隣の影
Undir trénu/Under the Tree/監督:ハーフシュテイン・グンナル・シーグルズソン/2017年/アイスランド・デンマーク・ポーランド・ドイツ合作
U-NEXTで鑑賞。誰かに勧められてマイリストに入れていたところ、もうすぐ配信が終了するので慌てて観ました。観終わってから、そういえばXでいろいろな人から、鑑賞後に落ち込むような映画を教えてほしいと募ったことがあったなと思い出しました。多分その時に教えていただいた1本です。もう、ものすごく感じの悪い映画で面白かったです。
あらすじ:木が邪魔です。
※ネタバレしています。
ある老夫婦が住んでいる家の庭に、大きな木がありました。隣に住む中年の夫婦は、日光浴をするポーチに影が落ちて邪魔だから木を切れと言います。お互い自分の言い分を譲らず、家の周りで起きる不審な出来事をすべて相手のせいにするように。
老夫婦にはウッギという名の息子がいましたが、何年も前から行方不明になっています。母親が泣きながらウッギの誕生日を祝うシーンでは、なにがあっても両親より先に死んではいけないなと思いました。死ぬまでいかなくても行動には注意を払わないと。私はよく家族のことを忘れて自分のやりたいように物事を進めてしまい、あとになって家族を悲しませることがあるので……。
+ + + + +
### 目的 1
次の(a)〜(c)が引用文の内容と合っているかを、それぞれ「はい」か「いいえ」で答え、決め手となる引用文の語句をそのまま引いて添えよ。(a) 筆者はこの映画をU-NEXTで観た。(b) 木を切れと言っているのは老夫婦である。(c) 老夫婦の息子ウッギは何年も前から行方不明になっている。
### 目的 2
引用文のうち、「ある老夫婦が住んでいる家の庭」を含む語句で始まり「しませることがあるので……。」で終わる部分を、改めて一字も変えずに書き出せ。
+ + + + +
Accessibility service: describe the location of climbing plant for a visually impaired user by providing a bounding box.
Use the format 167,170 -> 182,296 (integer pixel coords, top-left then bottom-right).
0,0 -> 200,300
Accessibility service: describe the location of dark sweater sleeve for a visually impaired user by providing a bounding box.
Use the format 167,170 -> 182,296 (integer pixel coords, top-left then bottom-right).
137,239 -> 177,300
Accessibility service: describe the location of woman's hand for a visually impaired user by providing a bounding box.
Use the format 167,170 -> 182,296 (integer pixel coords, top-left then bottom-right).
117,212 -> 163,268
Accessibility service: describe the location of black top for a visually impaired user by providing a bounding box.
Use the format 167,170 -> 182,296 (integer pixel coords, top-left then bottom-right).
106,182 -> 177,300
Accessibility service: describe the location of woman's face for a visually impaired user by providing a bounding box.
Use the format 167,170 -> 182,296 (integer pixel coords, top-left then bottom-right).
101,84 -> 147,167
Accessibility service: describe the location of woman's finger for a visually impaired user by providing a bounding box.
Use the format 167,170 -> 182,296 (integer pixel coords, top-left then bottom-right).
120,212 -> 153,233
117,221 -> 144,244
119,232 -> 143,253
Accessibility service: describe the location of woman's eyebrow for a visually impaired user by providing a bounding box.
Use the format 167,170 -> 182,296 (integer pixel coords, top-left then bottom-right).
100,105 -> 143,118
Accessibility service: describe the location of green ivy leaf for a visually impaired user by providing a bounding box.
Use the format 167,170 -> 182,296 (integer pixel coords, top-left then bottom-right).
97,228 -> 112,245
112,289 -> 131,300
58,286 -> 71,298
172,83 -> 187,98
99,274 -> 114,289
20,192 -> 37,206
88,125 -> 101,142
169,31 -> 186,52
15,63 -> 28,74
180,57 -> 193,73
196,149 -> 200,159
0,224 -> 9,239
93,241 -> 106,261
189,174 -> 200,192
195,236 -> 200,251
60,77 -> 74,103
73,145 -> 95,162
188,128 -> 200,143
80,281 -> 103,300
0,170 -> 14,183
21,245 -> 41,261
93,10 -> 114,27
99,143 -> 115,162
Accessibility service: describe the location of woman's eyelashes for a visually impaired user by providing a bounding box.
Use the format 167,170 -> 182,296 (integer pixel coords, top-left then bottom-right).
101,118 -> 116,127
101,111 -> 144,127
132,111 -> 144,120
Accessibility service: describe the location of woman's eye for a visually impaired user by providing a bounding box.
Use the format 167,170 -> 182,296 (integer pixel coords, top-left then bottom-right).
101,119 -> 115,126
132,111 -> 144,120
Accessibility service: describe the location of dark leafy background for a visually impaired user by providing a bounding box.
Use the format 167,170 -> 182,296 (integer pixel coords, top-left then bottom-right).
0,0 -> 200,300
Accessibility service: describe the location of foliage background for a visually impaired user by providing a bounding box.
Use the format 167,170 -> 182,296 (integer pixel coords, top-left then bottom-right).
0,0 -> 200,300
+ + + + +
### 正解 1
(a) はい。「U-NEXTで鑑賞。」
(b) いいえ。「隣に住む中年の夫婦は、日光浴をするポーチに影が落ちて邪魔だから木を切れと言います。」
(c) はい。「老夫婦にはウッギという名の息子がいましたが、何年も前から行方不明になっています。」

### 正解 2
ある老夫婦が住んでいる家の庭に、大きな木がありました。隣に住む中年の夫婦は、日光浴をするポーチに影が落ちて邪魔だから木を切れと言います。お互い自分の言い分を譲らず、家の周りで起きる不審な出来事をすべて相手のせいにするように。
老夫婦にはウッギという名の息子がいましたが、何年も前から行方不明になっています。母親が泣きながらウッギの誕生日を祝うシーンでは、なにがあっても両親より先に死んではいけないなと思いました。死ぬまでいかなくても行動には注意を払わないと。私はよく家族のことを忘れて自分のやりたいように物事を進めてしまい、あとになって家族を悲しませることがあるので……。